With both ends included, repeat exactly the lines of the entries below from the one containing "Can you see the red" down to the one containing "Can you see the blue", and no others.

EXTRACTED DATA:
- - - - - - -

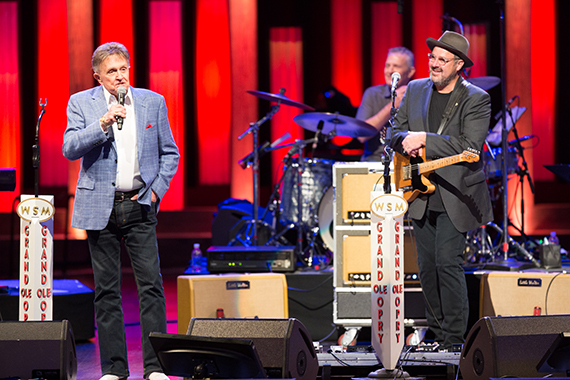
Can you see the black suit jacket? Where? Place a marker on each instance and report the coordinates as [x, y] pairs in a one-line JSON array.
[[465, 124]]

- - - - - - -

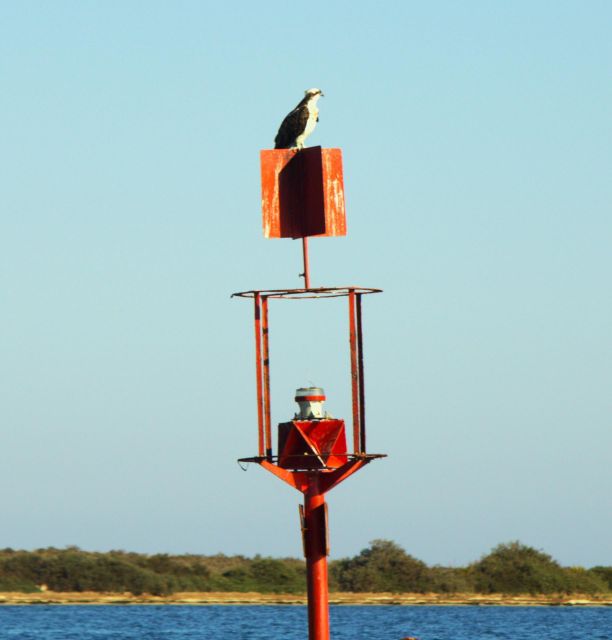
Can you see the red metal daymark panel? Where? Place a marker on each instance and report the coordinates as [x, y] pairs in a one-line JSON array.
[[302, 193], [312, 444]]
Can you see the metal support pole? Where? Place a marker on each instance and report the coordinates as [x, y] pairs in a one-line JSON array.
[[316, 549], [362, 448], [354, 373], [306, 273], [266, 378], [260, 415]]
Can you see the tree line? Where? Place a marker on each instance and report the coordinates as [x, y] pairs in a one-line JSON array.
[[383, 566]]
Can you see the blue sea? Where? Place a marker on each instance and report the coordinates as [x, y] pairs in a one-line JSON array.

- - - - - - -

OUTPUT OF THE EXERCISE:
Can you see the red metal daymark panel? Where? Place a marker on each instance and report the coordinates as [x, y] pairs in a one-line JSON array.
[[302, 193], [312, 444]]
Can you see the metal support pole? Where? Place a marker on each instance and report the coordinates as [x, y] pairs in a one-line JSON array.
[[316, 549], [362, 448], [354, 373], [306, 273], [266, 378], [260, 415]]
Can you see the tree line? Where? Place a marker on each instance and report the coordinates as [x, y] pairs in a one-line JSON array.
[[383, 566]]
Can you see the blue sea? Where? Place a marker on each instance and report the coordinates as [x, y] pairs in a one-line JSON array.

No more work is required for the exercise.